____ Provided records

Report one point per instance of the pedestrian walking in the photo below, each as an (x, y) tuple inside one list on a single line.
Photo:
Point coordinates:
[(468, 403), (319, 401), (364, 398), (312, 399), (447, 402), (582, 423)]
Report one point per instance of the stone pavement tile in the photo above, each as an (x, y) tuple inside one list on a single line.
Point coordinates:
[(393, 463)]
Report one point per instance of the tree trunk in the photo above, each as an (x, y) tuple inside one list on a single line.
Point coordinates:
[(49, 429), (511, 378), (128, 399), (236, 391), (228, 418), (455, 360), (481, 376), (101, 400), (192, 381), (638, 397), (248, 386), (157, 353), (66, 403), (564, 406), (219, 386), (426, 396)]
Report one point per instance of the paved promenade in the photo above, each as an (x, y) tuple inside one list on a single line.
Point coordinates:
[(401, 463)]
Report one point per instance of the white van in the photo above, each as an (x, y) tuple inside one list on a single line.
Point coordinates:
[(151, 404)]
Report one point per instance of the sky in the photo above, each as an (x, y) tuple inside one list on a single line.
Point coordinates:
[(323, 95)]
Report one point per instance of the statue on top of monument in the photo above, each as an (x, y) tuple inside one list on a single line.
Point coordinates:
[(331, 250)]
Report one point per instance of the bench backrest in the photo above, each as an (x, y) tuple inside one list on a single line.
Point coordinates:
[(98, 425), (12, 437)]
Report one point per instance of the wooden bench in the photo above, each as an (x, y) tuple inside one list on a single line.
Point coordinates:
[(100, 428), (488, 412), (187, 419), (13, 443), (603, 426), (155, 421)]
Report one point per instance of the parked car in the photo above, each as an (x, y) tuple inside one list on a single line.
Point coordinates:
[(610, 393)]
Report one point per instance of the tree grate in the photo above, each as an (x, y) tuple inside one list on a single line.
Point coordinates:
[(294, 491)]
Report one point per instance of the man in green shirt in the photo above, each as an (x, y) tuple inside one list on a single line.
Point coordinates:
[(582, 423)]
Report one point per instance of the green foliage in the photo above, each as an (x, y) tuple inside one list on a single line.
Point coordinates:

________

### [Required task]
Turn the material above, from the line containing "Report one point per instance of the statue" up to and including the line containing "[(582, 423)]", into a numbered list, leaving out any blank lines.

### [The answer]
1. Report one point per instance of the statue on top of monument in the photo above, each as an (x, y) tuple inside one list on a single line.
2. Point coordinates:
3. [(331, 250)]
4. Report one point per instance of the bench backrest in the photo above, each as an (x, y) tuple inside one list on a single line.
5. Point coordinates:
6. [(98, 425), (12, 437)]
7. Report one point per instance of the wooden bench in the photo above, each as an (x, y) tuple inside one list on a single line.
8. Point coordinates:
9. [(100, 428), (488, 412), (187, 419), (13, 443), (603, 426), (155, 421)]
10. Report one point per instance of the parked car in the photo above, each as an (x, y) tuple inside one list on a single line.
11. Point coordinates:
12. [(610, 393)]
13. Report one point per instance of the tree grate in the photo above, each as an (x, y) tuple inside one list on a single line.
14. Point coordinates:
15. [(294, 491)]
16. Report one point per instance of the man in green shirt in the photo above, each as an (x, y) tuple inside one list on a single line.
17. Point coordinates:
18. [(582, 423)]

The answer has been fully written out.